EXERCISE DETAILS: Render the rows between the line holding "Exercise. Tag the chair backrest" and the line holding "x=350, y=312", inclusive, as a numbered list with blank lines left out.

Extracted records:

++++++++++++++++++++

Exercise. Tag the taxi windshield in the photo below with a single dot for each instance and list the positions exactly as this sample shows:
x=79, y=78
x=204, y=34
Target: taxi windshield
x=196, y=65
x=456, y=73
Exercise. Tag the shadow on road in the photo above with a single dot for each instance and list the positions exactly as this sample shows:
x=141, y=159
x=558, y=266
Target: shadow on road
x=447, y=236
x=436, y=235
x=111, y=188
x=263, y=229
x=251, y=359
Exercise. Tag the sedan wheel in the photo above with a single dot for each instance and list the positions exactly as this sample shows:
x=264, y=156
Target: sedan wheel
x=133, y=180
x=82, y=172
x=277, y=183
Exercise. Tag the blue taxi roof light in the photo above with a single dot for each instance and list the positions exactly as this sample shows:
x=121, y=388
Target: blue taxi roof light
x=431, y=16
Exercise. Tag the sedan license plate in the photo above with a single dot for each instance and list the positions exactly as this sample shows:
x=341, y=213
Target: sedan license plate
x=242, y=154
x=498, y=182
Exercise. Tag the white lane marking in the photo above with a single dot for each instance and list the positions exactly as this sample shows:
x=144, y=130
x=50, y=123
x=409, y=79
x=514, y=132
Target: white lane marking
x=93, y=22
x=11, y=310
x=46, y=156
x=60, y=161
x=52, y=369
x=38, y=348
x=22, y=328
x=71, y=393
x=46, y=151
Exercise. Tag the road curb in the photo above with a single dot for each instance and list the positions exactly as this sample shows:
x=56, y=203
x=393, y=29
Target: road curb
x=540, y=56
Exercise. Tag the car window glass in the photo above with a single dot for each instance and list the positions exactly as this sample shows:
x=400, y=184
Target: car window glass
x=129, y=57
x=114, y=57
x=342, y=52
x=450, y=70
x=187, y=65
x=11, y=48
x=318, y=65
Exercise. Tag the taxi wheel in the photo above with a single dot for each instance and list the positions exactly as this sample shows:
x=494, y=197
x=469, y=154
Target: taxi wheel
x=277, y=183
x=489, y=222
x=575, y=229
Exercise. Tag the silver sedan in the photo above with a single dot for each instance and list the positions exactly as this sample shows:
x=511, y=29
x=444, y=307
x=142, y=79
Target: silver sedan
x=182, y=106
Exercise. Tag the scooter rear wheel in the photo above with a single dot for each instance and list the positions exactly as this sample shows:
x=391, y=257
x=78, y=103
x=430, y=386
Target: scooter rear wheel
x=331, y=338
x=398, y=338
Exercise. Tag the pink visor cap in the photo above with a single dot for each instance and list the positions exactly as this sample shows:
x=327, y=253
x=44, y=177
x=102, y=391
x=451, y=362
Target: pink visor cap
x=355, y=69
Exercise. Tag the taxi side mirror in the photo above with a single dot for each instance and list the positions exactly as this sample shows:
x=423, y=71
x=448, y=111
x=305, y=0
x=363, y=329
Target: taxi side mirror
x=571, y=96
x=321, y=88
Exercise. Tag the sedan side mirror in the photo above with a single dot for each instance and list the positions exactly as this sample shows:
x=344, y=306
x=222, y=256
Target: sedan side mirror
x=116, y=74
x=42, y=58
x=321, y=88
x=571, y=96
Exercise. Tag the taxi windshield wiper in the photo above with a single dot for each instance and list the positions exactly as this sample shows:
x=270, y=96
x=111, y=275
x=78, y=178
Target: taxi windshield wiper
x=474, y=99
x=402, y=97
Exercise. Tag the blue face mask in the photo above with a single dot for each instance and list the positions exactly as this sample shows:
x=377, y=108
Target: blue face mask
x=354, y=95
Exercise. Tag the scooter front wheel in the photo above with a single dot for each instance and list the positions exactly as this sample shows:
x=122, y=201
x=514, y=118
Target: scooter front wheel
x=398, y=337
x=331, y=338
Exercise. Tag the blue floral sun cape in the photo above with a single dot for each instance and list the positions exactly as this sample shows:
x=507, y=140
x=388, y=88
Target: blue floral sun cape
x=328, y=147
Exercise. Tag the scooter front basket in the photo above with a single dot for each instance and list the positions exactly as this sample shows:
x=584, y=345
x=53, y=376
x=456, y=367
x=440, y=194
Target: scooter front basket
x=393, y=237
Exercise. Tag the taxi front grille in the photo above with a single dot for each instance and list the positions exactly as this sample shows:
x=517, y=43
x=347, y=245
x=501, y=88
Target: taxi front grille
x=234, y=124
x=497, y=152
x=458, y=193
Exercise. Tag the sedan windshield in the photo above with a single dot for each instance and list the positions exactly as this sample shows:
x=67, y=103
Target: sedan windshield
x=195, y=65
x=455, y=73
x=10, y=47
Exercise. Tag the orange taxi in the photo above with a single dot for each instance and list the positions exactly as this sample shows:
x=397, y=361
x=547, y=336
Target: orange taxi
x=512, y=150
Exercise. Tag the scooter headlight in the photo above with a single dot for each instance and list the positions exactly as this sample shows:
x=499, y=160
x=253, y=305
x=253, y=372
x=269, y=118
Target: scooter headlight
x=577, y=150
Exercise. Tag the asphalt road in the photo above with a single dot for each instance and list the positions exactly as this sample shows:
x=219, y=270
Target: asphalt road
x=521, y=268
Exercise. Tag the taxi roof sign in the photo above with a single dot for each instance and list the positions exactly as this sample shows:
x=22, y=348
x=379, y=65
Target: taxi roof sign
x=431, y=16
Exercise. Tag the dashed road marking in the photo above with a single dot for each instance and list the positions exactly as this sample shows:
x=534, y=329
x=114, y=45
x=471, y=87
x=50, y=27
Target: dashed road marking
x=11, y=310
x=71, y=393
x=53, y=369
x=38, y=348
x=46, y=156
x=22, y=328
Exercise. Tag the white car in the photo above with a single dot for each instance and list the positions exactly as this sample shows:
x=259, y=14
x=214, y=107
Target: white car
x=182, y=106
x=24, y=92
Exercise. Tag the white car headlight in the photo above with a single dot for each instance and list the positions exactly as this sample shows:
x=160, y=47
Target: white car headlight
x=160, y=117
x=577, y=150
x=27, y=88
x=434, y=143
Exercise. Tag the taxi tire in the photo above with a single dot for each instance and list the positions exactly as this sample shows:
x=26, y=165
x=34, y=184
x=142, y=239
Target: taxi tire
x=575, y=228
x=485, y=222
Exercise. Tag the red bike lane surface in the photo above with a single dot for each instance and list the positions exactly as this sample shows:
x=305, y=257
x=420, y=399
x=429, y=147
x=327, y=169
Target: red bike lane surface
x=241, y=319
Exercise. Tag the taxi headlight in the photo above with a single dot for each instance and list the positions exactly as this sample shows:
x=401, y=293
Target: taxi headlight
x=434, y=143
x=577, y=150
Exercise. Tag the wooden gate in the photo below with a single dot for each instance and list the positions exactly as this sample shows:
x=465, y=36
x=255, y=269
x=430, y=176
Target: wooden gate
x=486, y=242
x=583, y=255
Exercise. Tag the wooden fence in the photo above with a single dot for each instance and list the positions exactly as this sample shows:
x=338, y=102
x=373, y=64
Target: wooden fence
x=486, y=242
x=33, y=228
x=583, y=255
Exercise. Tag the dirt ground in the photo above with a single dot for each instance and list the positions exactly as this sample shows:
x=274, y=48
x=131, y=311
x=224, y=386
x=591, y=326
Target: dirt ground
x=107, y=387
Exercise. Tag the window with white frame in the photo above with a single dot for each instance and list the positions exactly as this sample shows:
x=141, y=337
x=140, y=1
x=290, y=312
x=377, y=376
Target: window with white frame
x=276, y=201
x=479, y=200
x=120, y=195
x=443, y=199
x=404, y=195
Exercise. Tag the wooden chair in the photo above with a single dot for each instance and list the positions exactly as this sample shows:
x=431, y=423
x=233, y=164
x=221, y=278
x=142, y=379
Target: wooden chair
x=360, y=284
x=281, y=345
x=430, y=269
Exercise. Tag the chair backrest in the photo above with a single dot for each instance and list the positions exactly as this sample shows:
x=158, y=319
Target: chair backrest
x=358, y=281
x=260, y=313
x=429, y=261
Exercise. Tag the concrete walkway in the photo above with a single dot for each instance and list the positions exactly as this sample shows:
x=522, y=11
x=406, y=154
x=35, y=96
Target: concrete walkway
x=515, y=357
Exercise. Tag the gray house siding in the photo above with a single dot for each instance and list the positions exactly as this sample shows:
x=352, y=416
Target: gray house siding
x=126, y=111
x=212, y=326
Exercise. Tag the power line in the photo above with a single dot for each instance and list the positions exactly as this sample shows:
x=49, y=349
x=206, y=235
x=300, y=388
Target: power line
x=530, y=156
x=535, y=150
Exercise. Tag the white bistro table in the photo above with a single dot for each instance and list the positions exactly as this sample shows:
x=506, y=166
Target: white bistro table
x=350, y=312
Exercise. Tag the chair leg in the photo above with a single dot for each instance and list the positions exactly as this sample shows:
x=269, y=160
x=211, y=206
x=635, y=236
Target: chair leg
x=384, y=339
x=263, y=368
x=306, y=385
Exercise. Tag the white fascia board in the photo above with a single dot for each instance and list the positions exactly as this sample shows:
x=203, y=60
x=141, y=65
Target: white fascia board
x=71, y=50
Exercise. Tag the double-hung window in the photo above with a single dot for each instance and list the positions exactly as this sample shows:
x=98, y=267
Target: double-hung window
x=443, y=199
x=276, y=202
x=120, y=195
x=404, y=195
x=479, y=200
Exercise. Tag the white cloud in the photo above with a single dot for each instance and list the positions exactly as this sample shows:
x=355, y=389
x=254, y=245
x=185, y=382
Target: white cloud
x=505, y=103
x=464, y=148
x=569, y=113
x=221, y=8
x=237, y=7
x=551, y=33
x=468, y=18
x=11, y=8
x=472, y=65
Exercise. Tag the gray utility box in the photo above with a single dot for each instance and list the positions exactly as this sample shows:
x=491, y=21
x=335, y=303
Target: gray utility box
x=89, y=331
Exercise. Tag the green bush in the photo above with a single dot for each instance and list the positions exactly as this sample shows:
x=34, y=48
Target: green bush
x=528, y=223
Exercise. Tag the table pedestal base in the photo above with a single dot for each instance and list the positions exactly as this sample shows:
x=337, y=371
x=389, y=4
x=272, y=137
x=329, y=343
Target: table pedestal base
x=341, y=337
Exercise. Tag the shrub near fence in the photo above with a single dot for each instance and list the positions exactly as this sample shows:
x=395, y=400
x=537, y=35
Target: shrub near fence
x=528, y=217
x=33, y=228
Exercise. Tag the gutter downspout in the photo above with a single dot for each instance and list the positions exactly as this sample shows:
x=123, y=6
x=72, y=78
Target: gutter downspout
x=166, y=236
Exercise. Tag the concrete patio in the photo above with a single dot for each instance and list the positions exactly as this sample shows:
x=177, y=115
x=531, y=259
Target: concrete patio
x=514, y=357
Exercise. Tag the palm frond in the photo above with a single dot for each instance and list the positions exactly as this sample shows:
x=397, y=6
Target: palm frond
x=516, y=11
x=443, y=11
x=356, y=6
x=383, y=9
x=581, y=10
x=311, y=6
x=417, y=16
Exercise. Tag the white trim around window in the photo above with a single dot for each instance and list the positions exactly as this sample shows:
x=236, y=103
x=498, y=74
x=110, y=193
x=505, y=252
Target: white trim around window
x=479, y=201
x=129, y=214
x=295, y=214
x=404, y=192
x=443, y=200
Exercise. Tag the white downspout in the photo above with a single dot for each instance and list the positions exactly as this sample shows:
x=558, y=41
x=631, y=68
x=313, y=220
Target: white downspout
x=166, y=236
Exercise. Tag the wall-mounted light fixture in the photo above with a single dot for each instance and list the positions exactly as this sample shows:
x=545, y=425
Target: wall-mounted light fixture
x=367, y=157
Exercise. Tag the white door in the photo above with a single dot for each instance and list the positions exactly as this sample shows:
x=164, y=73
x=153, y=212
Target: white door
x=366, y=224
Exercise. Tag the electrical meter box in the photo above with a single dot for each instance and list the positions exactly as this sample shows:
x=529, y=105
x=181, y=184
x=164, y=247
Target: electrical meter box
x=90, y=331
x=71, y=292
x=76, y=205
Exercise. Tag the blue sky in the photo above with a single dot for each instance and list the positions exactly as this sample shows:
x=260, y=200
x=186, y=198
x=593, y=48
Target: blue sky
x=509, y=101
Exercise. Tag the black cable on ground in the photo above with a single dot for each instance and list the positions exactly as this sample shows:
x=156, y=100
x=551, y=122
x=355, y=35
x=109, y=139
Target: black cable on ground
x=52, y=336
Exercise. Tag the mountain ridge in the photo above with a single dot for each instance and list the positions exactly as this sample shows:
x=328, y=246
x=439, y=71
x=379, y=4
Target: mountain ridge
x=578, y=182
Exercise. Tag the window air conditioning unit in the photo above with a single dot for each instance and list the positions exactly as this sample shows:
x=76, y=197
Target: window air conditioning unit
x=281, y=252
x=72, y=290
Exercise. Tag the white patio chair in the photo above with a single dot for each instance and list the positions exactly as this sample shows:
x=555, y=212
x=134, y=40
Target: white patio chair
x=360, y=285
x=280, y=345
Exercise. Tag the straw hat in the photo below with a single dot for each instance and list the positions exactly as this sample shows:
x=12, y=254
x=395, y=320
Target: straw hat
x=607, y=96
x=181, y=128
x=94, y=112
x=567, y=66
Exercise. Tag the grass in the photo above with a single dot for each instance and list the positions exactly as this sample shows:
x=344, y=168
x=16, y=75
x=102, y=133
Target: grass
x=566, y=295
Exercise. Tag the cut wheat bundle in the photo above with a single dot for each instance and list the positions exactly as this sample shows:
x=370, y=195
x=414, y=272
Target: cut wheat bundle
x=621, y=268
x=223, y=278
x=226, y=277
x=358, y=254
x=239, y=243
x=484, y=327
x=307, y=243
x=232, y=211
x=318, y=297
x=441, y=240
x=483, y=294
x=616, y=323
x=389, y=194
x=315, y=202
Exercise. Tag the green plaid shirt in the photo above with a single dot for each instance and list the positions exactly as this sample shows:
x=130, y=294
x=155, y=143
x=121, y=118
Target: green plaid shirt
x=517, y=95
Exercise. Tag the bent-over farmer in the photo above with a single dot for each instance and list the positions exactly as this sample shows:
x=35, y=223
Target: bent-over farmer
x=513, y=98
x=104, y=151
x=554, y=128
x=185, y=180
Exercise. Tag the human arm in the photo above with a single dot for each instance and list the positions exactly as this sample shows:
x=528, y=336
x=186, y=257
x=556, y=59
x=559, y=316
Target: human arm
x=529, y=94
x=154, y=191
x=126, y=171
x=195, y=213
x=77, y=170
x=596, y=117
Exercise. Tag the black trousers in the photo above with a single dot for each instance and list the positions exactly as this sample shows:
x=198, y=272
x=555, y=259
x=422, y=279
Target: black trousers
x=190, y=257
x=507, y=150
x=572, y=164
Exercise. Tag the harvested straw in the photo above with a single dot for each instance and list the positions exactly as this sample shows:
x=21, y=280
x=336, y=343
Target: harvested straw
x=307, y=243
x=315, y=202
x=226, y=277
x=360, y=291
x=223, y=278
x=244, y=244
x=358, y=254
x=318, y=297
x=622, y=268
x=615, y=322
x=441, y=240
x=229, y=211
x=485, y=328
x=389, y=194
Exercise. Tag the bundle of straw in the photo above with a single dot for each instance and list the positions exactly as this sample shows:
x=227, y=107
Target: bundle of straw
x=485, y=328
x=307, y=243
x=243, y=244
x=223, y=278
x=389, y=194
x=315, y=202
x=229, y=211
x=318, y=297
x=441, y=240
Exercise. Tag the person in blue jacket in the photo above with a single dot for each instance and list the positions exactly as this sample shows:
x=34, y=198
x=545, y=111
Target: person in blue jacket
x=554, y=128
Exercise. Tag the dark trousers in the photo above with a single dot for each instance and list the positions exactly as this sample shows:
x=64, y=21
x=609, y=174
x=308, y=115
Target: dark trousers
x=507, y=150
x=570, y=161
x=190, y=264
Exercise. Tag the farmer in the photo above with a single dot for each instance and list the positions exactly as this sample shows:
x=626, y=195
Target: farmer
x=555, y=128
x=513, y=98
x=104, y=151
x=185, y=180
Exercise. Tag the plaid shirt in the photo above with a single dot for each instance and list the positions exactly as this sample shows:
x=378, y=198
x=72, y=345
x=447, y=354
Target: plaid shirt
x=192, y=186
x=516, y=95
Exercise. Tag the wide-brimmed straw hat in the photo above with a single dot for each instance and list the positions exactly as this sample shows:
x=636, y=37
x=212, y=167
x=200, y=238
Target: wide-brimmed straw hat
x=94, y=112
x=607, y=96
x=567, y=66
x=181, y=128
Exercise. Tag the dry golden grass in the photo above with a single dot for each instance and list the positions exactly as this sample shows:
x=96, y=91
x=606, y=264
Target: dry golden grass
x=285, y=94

++++++++++++++++++++

ANSWER FOR THE TASK:
1. Exercise. Tag the chair backrest in the photo above with a single dot for each instance and list the positions exactly as this sample shows:
2. x=158, y=319
3. Target: chair backrest
4. x=358, y=281
5. x=260, y=313
6. x=429, y=261
7. Exercise. Tag the concrete walkway in the photo above with a single dot for each instance and list the positions exactly as this sample shows:
8. x=522, y=11
9. x=406, y=154
10. x=35, y=96
11. Target: concrete walkway
12. x=515, y=357
13. Exercise. Tag the gray house siding in the photo above with a single dot for each instance and list the positions exactly as this sample shows:
14. x=352, y=416
15. Target: gray house siding
16. x=126, y=111
17. x=212, y=326
18. Exercise. Tag the power line in the photo above with a single dot for each instance and list the positions exactly as this sample shows:
19. x=49, y=349
20. x=206, y=235
21. x=300, y=388
22. Target: power line
23. x=530, y=156
24. x=535, y=150
25. Exercise. Tag the white bistro table in the photo above with a single dot for each instance and list the positions exactly as this sample shows:
26. x=506, y=166
27. Target: white bistro table
28. x=350, y=312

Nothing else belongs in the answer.